Don Ramón Menéndez Pidal y el cuerpo del delito

De libros raros, perdidos y olvidados   el blog de Carlos G. Santa Cecilia

Tras la alianza frustrada con Christian Gálvez a cuenta de Leonardo, la Biblioteca Nacional insiste en lucir sus mejores galas para intentar paliar su evidente decadencia (en la última década ha perdido más del 40% de su presupuesto, un centenar de trabajadores y una tercera parte de sus lectores) y echa mano del gran tesoro bibliográfico de la lengua castellana: el manuscrito del Cantar de mio Cid. De nuevo el hall principal, antes de acceso exclusivo de los lectores –que huyen en buen número–, es ocupado por huestes de visitantes ansiosos por contemplar la urna que contiene –y se recalca que se exhibe por primera vez– las esencias patrias, aunque el original, por razones de conservación, no estará expuesto más que quince días (hasta el 18 de junio) y será sustituido por un facsímil. El histórico evento se complementa con una pequeña –y escasa– muestra en las profundidades del Museo de la Biblioteca dedicada a nuestro más egregio filólogo e historiador, Ramón Menéndez Pidal, que hizo del Cid el estandarte de España y del que se conmemora un doble aniversario: 50 años de su muerte y 150 de su nacimiento.

Registros extraídos:
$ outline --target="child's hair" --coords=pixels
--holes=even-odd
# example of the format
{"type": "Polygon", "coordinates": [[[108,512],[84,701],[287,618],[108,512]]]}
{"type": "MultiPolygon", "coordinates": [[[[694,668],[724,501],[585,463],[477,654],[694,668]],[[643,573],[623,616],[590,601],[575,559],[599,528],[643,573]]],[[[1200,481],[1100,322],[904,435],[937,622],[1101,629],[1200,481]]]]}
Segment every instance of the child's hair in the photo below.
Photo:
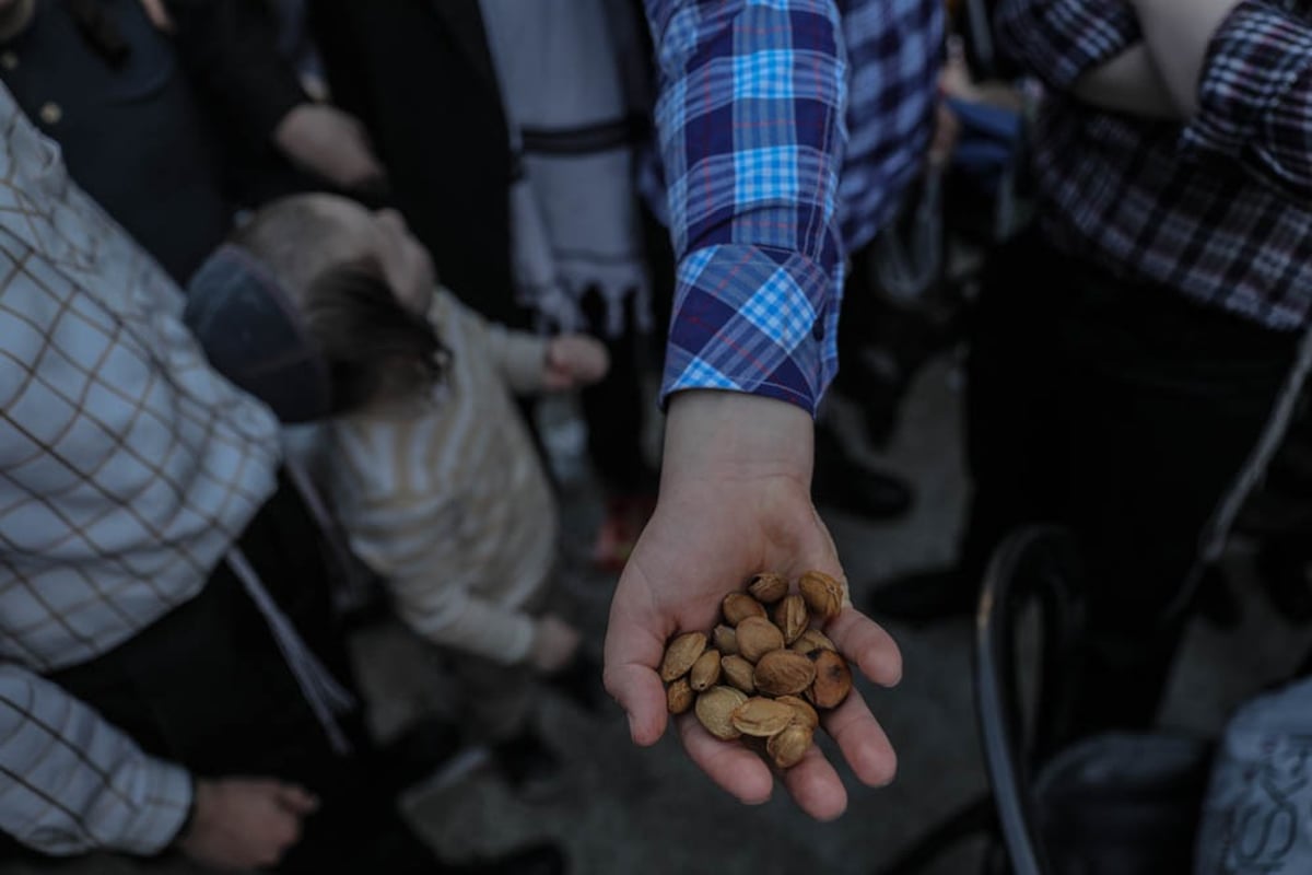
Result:
{"type": "Polygon", "coordinates": [[[260,210],[232,243],[260,258],[298,303],[311,341],[328,365],[332,412],[379,396],[429,392],[450,353],[429,320],[407,310],[373,258],[324,256],[338,234],[311,198],[285,198],[260,210]]]}

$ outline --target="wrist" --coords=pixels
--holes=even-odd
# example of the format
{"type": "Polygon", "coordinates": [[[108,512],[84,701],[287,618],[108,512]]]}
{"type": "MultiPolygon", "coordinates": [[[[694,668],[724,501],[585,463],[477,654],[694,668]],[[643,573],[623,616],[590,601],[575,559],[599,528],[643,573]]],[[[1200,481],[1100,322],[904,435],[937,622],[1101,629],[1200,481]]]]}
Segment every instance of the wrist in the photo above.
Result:
{"type": "Polygon", "coordinates": [[[689,390],[670,396],[661,492],[705,479],[785,476],[810,487],[811,416],[783,400],[689,390]]]}
{"type": "Polygon", "coordinates": [[[182,845],[192,834],[192,829],[195,826],[197,812],[201,808],[201,794],[207,792],[207,787],[203,781],[195,775],[189,775],[192,779],[192,799],[186,805],[186,815],[182,816],[182,823],[178,825],[177,832],[173,833],[173,841],[168,844],[167,850],[181,850],[182,845]]]}

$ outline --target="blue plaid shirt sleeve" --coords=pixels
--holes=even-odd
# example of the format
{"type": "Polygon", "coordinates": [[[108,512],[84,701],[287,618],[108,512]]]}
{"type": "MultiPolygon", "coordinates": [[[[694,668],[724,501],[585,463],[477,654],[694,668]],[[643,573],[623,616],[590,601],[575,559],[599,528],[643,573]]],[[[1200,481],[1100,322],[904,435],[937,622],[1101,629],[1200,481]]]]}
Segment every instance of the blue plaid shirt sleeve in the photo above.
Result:
{"type": "Polygon", "coordinates": [[[1282,192],[1312,197],[1312,21],[1245,0],[1208,47],[1186,156],[1240,160],[1282,192]]]}
{"type": "Polygon", "coordinates": [[[848,101],[834,0],[647,0],[678,262],[663,397],[815,412],[837,363],[848,101]]]}
{"type": "Polygon", "coordinates": [[[1002,0],[998,47],[1057,92],[1143,39],[1124,0],[1002,0]]]}

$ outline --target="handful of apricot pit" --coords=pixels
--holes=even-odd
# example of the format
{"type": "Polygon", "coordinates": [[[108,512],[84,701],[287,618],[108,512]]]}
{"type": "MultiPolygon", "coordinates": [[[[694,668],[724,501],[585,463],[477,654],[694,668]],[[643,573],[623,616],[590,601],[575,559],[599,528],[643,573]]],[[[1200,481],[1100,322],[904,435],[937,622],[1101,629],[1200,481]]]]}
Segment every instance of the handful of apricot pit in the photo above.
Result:
{"type": "Polygon", "coordinates": [[[789,581],[762,573],[722,603],[707,635],[684,632],[665,649],[660,676],[670,714],[693,710],[707,732],[747,739],[781,769],[802,761],[820,725],[816,708],[834,708],[851,691],[851,669],[811,618],[842,610],[842,584],[808,571],[789,581]]]}

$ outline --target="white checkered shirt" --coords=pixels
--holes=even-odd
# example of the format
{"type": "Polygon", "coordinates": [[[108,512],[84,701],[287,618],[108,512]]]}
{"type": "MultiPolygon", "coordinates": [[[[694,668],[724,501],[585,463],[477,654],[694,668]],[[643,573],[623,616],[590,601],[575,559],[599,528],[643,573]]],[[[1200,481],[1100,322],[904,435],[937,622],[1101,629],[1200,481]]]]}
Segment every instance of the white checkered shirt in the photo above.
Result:
{"type": "Polygon", "coordinates": [[[274,489],[277,422],[206,365],[182,295],[0,88],[0,829],[152,853],[189,775],[41,673],[195,596],[274,489]]]}

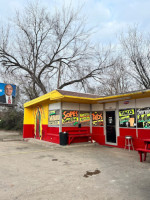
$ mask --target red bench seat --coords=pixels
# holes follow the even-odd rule
[[[140,162],[143,161],[142,154],[144,153],[144,161],[146,161],[147,153],[150,153],[150,149],[136,149],[140,155]]]

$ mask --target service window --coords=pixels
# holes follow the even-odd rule
[[[92,126],[104,126],[103,112],[92,112]]]
[[[90,112],[80,111],[81,126],[90,126]]]
[[[120,127],[136,127],[135,109],[119,110],[119,126]]]
[[[137,127],[150,128],[150,108],[137,109]]]
[[[79,122],[79,111],[77,110],[63,110],[62,111],[62,126],[63,127],[77,127]]]
[[[49,110],[49,114],[48,114],[49,127],[59,127],[59,119],[60,119],[59,110]]]

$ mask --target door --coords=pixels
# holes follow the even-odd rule
[[[37,139],[40,139],[40,132],[41,132],[40,125],[41,125],[41,114],[38,109],[36,114],[36,135],[35,135]]]
[[[116,143],[115,111],[106,111],[106,142]]]

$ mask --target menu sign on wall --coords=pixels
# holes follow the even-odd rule
[[[120,127],[136,127],[135,109],[126,109],[119,111]]]
[[[62,126],[78,126],[78,111],[62,111]]]
[[[92,112],[92,126],[103,126],[103,112]]]
[[[48,115],[49,127],[58,127],[59,119],[60,119],[59,110],[49,110],[49,115]]]
[[[137,127],[150,128],[150,108],[137,109]]]
[[[82,126],[90,126],[90,113],[89,112],[80,112],[80,123]]]

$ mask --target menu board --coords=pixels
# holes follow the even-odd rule
[[[137,127],[150,128],[150,108],[137,109]]]
[[[119,110],[120,127],[136,127],[135,109]]]
[[[49,110],[48,126],[49,127],[58,127],[59,120],[60,120],[59,110]]]
[[[81,126],[90,126],[90,112],[80,111]]]
[[[62,126],[78,126],[79,116],[76,110],[64,110],[62,111]]]
[[[104,126],[103,112],[92,112],[92,126]]]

Qué se pide:
a) Indica si cada afirmación coincide con el texto sobre la exposición del Cantar de mio Cid en la Biblioteca Nacional, respondiendo sí o no y citando literalmente las palabras del texto que lo deciden. (i) El manuscrito original estará expuesto hasta el 18 de junio. (ii) La muestra dedicada a Menéndez Pidal ocupa el hall principal. (iii) Se conmemoran cien años del nacimiento de Menéndez Pidal.
b) Prosigue el texto sobre la exposición del Cantar de mio Cid en la Biblioteca Nacional a partir de su última oración.

Resultados por tarea:
a)
(i) Sí: «no estará expuesto más que quince días (hasta el 18 de junio)».
(ii) No: «una pequeña –y escasa– muestra en las profundidades del Museo de la Biblioteca».
(iii) No: «50 años de su muerte y 150 de su nacimiento».

b)
En plena resaca poselectoral, con el juicio del procés visto para sentencia, la ultraderecha avanzando en su Reconquista y el tablero de los pactos echando humo, viene pintiparada la evocación del Campeador, que fue capaz de servir a moros y a cristianos, de combatir a los catalanes y aliarse con ellos e incluso –la leyenda dixit– de hacer jurar al rey que no era un conspirador y un corrupto. Pero el propósito de este blog –abandonado durante demasiados meses por pura lenidad de su autor– es más modesto y vamos a centrarnos en un par de anécdotas que atañen exclusivamente a nuestro manuscrito fundacional.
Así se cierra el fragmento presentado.